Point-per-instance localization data
----
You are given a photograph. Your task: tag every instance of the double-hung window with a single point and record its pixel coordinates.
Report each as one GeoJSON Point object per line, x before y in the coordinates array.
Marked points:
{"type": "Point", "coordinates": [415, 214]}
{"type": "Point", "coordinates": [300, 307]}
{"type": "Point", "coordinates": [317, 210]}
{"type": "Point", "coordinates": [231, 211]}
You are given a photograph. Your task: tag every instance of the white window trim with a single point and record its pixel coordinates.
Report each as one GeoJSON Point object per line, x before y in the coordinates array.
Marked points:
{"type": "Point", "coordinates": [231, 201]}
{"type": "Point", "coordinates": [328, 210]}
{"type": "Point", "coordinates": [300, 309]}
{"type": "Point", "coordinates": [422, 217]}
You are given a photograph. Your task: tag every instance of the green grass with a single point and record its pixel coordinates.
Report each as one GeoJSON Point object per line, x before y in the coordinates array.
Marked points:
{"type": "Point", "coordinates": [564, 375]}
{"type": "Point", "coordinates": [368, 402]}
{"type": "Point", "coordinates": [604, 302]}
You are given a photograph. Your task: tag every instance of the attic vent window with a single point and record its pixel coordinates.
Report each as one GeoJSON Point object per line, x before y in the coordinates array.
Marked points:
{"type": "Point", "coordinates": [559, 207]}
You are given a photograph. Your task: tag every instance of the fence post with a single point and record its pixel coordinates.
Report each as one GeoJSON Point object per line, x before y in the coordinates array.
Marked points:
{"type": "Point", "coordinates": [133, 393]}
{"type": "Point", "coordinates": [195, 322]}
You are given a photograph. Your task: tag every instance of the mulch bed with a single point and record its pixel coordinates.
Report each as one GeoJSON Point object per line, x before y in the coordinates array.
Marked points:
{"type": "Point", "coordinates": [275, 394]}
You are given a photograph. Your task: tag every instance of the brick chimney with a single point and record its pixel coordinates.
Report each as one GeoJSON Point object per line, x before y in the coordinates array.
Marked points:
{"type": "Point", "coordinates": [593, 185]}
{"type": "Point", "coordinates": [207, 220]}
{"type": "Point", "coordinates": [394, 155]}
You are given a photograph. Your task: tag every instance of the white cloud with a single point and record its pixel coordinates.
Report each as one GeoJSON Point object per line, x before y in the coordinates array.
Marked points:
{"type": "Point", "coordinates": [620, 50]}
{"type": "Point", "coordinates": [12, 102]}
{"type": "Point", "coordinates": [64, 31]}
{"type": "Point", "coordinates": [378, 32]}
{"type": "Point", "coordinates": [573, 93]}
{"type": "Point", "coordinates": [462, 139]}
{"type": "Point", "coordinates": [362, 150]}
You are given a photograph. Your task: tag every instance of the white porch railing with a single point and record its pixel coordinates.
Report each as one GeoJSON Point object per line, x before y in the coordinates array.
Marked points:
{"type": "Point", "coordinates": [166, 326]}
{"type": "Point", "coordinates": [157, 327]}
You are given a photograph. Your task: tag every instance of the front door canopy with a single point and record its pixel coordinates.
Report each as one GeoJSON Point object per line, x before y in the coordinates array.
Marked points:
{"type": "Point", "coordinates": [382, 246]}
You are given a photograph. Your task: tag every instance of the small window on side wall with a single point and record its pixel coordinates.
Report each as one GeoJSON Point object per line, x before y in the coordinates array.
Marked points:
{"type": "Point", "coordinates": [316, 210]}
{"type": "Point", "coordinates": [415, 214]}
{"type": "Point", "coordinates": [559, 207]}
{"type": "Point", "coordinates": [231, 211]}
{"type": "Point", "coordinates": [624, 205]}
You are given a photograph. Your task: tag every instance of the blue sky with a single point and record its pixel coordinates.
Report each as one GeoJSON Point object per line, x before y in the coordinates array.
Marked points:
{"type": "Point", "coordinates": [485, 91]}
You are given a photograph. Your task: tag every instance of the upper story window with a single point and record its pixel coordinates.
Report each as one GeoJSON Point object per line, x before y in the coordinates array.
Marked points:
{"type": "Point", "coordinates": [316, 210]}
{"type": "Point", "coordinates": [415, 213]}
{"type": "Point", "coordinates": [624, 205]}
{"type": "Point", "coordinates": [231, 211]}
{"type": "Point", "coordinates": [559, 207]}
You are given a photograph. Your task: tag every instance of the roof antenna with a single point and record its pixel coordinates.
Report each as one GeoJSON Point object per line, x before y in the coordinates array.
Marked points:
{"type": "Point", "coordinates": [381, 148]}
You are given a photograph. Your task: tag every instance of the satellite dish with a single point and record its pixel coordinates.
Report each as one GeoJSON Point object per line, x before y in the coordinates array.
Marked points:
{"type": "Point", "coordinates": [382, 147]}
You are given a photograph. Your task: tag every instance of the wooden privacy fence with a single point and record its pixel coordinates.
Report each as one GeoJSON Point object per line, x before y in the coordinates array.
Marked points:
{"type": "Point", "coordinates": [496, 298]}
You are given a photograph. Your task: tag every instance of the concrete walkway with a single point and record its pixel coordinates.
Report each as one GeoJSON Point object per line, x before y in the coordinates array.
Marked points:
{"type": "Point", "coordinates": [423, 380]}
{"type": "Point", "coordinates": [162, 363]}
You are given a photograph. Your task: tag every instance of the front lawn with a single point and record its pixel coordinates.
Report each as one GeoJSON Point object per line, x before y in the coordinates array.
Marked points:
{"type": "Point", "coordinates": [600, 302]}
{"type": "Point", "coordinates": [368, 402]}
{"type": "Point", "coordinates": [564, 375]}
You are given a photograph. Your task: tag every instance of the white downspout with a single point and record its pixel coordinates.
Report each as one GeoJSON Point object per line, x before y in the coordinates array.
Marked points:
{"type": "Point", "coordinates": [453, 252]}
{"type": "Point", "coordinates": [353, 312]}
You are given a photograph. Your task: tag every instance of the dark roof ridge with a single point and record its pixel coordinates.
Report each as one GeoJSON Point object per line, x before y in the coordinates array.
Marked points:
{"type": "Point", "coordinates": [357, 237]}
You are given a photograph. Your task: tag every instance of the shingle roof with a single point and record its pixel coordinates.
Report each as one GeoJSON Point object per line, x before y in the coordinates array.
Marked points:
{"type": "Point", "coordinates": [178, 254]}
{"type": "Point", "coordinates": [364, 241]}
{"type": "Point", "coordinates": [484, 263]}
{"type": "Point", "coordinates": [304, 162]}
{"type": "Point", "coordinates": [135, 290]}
----
EXERCISE GOAL: The answer should be all lines from the entries above that hold the word "roof".

RESPONSE:
You are given a photograph. Your task: tag every instance of the roof antenna with a single point and record its pixel coordinates.
You are given a photograph. Your task: tag every instance of the dark roof ridge with a single point and record its pixel coordinates.
You are given a photograph. Your task: tag every instance of the shingle roof with a single point and record its pixel coordinates.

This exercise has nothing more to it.